» **Provided text**:
LeanVox has a dialogue endpoint that renders a full multi-speaker conversation to a single MP3 in one API call. Here's how to use it.
I've been building a tool that generates short audio summaries of articles. Single-voice narration works fine, but when I added an interview format, I ran into the obvious problem: how do you make two characters sound like two different people?
The naive approach is to call the TTS API twice, stitch the audio with FFmpeg, add silence between lines. It works. It's a massive pain to maintain.
LeanVox has a /dialogue endpoint that handles all of this in one call.
The dialogue endpoint
POST /v1/tts/dialogue:
{
"model": "pro",
"lines": [
{
"text": "Welcome back to the show. Today we're talking about API pricing.",
"voice": "emma",
"language": "en"

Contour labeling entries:
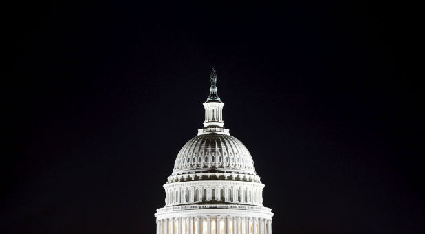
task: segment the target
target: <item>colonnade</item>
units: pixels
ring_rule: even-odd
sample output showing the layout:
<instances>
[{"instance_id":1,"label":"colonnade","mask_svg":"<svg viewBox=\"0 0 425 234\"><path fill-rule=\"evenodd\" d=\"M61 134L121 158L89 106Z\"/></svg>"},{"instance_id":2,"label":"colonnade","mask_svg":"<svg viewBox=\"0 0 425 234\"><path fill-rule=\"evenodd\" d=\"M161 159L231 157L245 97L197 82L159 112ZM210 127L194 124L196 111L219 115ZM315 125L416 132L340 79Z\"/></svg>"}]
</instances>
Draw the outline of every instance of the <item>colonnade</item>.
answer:
<instances>
[{"instance_id":1,"label":"colonnade","mask_svg":"<svg viewBox=\"0 0 425 234\"><path fill-rule=\"evenodd\" d=\"M157 234L271 234L272 220L243 216L188 216L157 220Z\"/></svg>"},{"instance_id":2,"label":"colonnade","mask_svg":"<svg viewBox=\"0 0 425 234\"><path fill-rule=\"evenodd\" d=\"M210 200L253 204L263 203L262 189L247 186L182 187L166 189L165 204Z\"/></svg>"}]
</instances>

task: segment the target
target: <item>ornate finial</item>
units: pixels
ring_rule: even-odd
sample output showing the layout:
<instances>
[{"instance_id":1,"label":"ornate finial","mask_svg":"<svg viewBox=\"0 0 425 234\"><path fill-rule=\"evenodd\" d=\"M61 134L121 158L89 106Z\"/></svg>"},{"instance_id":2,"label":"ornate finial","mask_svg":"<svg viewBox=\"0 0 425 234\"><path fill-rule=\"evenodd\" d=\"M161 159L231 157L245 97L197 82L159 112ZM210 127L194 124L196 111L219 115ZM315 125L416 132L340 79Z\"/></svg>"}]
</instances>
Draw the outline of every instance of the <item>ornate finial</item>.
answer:
<instances>
[{"instance_id":1,"label":"ornate finial","mask_svg":"<svg viewBox=\"0 0 425 234\"><path fill-rule=\"evenodd\" d=\"M208 95L208 98L206 98L206 101L219 101L220 100L220 97L219 97L219 94L217 93L217 72L215 72L215 69L212 68L212 71L211 72L211 74L210 75L210 82L211 82L211 87L210 87L210 95Z\"/></svg>"},{"instance_id":2,"label":"ornate finial","mask_svg":"<svg viewBox=\"0 0 425 234\"><path fill-rule=\"evenodd\" d=\"M217 84L217 73L214 68L212 68L212 71L210 75L210 81L211 82L211 85L215 85L215 84Z\"/></svg>"}]
</instances>

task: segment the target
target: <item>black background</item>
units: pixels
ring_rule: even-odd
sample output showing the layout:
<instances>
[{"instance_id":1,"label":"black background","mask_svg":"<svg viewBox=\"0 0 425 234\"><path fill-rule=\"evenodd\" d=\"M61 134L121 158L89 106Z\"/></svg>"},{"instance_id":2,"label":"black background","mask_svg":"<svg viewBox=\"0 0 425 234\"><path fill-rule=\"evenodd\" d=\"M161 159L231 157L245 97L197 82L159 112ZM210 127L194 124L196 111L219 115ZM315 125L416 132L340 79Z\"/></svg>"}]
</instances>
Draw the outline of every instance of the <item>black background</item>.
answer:
<instances>
[{"instance_id":1,"label":"black background","mask_svg":"<svg viewBox=\"0 0 425 234\"><path fill-rule=\"evenodd\" d=\"M154 233L215 67L274 232L423 233L422 28L389 4L5 7L0 231Z\"/></svg>"}]
</instances>

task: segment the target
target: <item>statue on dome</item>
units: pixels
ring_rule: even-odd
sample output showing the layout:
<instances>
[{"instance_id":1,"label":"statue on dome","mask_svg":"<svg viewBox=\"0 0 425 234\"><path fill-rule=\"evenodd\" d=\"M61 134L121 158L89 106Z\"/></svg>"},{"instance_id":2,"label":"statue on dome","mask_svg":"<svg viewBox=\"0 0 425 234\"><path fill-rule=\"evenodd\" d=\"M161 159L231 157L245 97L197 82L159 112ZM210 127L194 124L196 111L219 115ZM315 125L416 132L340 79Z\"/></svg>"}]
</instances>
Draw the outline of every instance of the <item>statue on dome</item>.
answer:
<instances>
[{"instance_id":1,"label":"statue on dome","mask_svg":"<svg viewBox=\"0 0 425 234\"><path fill-rule=\"evenodd\" d=\"M211 85L215 85L217 83L217 73L214 68L212 68L212 72L211 72L211 74L210 75L210 81L211 82Z\"/></svg>"}]
</instances>

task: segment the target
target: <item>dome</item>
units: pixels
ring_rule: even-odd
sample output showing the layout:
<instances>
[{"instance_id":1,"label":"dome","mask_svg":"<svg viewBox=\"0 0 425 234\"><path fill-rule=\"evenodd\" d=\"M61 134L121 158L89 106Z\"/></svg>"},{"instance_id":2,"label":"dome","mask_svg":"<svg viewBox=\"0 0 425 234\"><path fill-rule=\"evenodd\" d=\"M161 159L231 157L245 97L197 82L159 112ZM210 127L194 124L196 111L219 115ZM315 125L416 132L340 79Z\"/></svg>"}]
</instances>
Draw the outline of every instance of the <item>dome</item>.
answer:
<instances>
[{"instance_id":1,"label":"dome","mask_svg":"<svg viewBox=\"0 0 425 234\"><path fill-rule=\"evenodd\" d=\"M257 175L252 158L236 138L210 133L194 137L177 156L173 175L227 171Z\"/></svg>"}]
</instances>

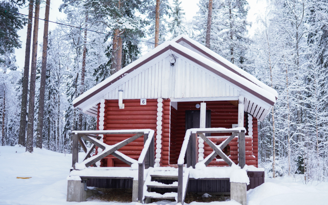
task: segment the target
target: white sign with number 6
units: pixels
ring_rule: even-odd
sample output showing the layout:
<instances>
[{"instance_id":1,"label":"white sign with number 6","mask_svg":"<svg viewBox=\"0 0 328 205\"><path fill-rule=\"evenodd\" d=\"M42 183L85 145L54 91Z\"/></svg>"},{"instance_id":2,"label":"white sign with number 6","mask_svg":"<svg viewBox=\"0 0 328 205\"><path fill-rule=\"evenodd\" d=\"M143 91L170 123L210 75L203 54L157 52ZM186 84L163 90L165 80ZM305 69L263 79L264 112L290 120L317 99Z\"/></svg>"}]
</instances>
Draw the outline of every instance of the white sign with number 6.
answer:
<instances>
[{"instance_id":1,"label":"white sign with number 6","mask_svg":"<svg viewBox=\"0 0 328 205\"><path fill-rule=\"evenodd\" d=\"M140 105L147 105L147 99L140 99Z\"/></svg>"}]
</instances>

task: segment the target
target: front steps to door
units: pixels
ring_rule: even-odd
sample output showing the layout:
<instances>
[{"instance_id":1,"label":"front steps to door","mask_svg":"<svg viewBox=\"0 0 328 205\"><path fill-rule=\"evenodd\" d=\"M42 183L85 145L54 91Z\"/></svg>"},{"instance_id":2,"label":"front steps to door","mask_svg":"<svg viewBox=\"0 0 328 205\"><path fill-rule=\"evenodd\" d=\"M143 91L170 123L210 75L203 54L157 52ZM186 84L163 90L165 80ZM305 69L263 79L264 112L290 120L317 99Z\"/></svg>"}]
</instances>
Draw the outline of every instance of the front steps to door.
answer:
<instances>
[{"instance_id":1,"label":"front steps to door","mask_svg":"<svg viewBox=\"0 0 328 205\"><path fill-rule=\"evenodd\" d=\"M144 199L146 203L150 202L150 199L174 199L177 202L178 170L176 168L154 168L149 172L146 178L144 185ZM184 191L182 193L182 200L184 201L189 179L189 170L184 170L183 178L182 190ZM164 181L169 182L168 184L163 183ZM156 191L165 193L162 194L156 192Z\"/></svg>"}]
</instances>

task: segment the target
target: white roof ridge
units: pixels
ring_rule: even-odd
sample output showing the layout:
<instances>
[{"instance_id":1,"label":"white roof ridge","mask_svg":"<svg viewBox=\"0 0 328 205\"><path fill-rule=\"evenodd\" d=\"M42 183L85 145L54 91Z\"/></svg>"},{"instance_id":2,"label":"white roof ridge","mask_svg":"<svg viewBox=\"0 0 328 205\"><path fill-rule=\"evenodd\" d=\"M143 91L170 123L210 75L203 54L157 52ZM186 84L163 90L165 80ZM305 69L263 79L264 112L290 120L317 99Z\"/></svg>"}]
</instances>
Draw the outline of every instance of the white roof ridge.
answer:
<instances>
[{"instance_id":1,"label":"white roof ridge","mask_svg":"<svg viewBox=\"0 0 328 205\"><path fill-rule=\"evenodd\" d=\"M198 48L205 51L206 53L208 53L211 56L215 57L217 59L222 61L222 63L225 64L228 66L229 66L229 67L230 67L231 68L235 70L236 72L239 73L240 76L244 77L246 79L247 79L249 81L253 83L254 84L257 85L257 86L266 90L267 91L269 91L270 93L272 93L276 97L276 98L278 97L278 92L275 89L268 86L267 85L264 84L261 81L259 80L257 78L256 78L253 75L251 75L251 74L248 73L247 72L242 70L240 68L233 64L232 63L230 62L228 60L223 58L223 57L222 57L218 54L216 53L214 51L209 49L206 46L200 44L200 43L196 42L196 40L192 38L190 38L187 35L184 34L181 34L176 37L175 38L173 38L172 40L175 42L176 42L177 41L181 39L181 38L184 38L185 39L190 42L192 44L196 46Z\"/></svg>"}]
</instances>

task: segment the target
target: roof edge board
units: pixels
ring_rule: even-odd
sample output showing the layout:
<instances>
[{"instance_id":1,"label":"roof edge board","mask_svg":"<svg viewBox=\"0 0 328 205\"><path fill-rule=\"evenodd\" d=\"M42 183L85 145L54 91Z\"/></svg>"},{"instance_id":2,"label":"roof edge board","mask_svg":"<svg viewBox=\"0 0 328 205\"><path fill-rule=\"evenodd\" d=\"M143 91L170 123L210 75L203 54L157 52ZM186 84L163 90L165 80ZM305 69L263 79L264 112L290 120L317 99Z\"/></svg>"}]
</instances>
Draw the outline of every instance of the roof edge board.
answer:
<instances>
[{"instance_id":1,"label":"roof edge board","mask_svg":"<svg viewBox=\"0 0 328 205\"><path fill-rule=\"evenodd\" d=\"M146 63L147 63L151 61L152 59L155 58L155 57L158 57L160 54L165 53L166 51L170 49L171 49L172 51L176 52L177 53L180 54L180 55L184 56L187 58L189 58L191 60L194 61L195 63L199 65L200 66L202 66L204 68L207 69L210 71L213 72L214 74L216 74L216 75L221 77L223 77L223 78L227 79L228 81L230 81L230 83L240 87L242 89L245 90L246 91L248 91L248 92L249 92L250 94L254 95L258 97L259 97L260 99L261 99L262 100L264 100L264 101L265 101L266 102L269 102L270 104L271 104L271 105L274 105L274 103L275 102L275 101L276 101L275 97L274 97L274 99L270 99L270 98L272 98L272 97L269 97L268 96L265 96L265 95L272 95L271 96L272 96L272 97L274 97L273 96L274 95L271 93L270 93L270 92L266 91L264 89L263 89L262 88L261 88L260 87L253 84L249 84L249 84L250 86L251 86L251 87L253 87L253 89L249 88L248 87L246 87L245 86L243 86L242 84L239 83L238 81L234 79L235 78L240 78L239 79L240 80L238 80L238 81L240 81L240 80L244 81L244 80L247 80L241 77L241 76L240 76L240 75L238 75L236 73L228 69L224 69L226 70L223 70L222 71L218 71L216 69L214 68L214 67L217 68L218 66L222 66L220 65L217 63L215 63L215 62L213 62L212 61L209 61L207 58L206 58L204 56L200 55L199 54L197 53L194 51L191 51L190 49L188 49L186 47L183 47L183 46L174 42L166 42L166 43L164 43L163 44L162 44L161 46L162 46L160 47L161 48L159 48L160 47L160 46L158 46L156 48L157 49L154 49L154 50L156 50L155 51L156 51L155 53L153 52L152 54L149 54L148 55L145 55L144 56L140 57L138 60L134 61L134 63L131 63L129 66L127 66L126 68L120 70L116 73L113 75L112 76L107 78L107 80L105 80L104 81L100 83L100 84L94 87L91 89L86 92L84 94L78 97L73 101L73 103L74 103L74 106L76 107L78 105L81 104L83 102L88 100L88 99L86 99L86 98L89 97L89 98L90 98L91 97L96 95L96 94L99 93L99 92L101 91L102 90L107 88L108 86L113 84L115 82L121 79L125 75L131 73L137 68L140 67L141 65L144 65L145 61L146 61ZM183 51L186 49L188 49L188 53L187 53L187 52L186 52L185 51ZM197 58L200 58L200 59L202 58L202 59L201 59L201 60L199 60ZM121 77L120 77L121 75L122 75ZM234 76L234 75L235 75L235 76L233 76L232 78L232 76ZM228 77L228 79L227 79L227 77ZM238 79L237 80L238 80ZM113 82L113 81L114 81L114 82ZM248 82L249 81L248 80ZM244 83L247 83L247 82L244 82ZM259 92L255 91L255 90L257 90L258 89L263 90L263 91L266 91L265 92L265 93L264 93L264 95L263 94L263 92L262 92L262 93L261 94L260 93L261 93L261 92ZM268 95L266 95L266 93ZM262 97L261 97L261 96L262 96ZM263 99L263 98L266 99L266 100ZM84 106L82 106L82 107L84 107Z\"/></svg>"}]
</instances>

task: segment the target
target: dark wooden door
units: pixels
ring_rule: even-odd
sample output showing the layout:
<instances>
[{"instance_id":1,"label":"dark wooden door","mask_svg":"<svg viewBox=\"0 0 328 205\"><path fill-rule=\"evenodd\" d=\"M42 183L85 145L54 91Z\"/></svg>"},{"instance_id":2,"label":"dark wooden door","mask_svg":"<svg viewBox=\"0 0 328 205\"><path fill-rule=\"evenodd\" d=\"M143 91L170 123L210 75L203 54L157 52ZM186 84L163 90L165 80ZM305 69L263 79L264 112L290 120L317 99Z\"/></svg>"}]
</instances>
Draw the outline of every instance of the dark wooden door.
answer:
<instances>
[{"instance_id":1,"label":"dark wooden door","mask_svg":"<svg viewBox=\"0 0 328 205\"><path fill-rule=\"evenodd\" d=\"M199 128L200 118L200 110L186 110L186 130L191 128ZM206 128L211 128L211 110L206 111L205 127ZM210 136L210 133L207 134L206 136Z\"/></svg>"}]
</instances>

» **Work to complete**:
According to the LeanVox post, why does the author prefer the /dialogue endpoint over calling the TTS API separately for each line? Answer in one to three sentences. The entries have nothing to do with the LeanVox post.

» **Reply to the exercise**:
The separate-call approach means calling the TTS API more than once, stitching the audio together with FFmpeg, and adding silence between lines. The author says this works but is a massive pain to maintain. The /dialogue endpoint handles all of that in a single call and returns one MP3 of the whole multi-speaker conversation.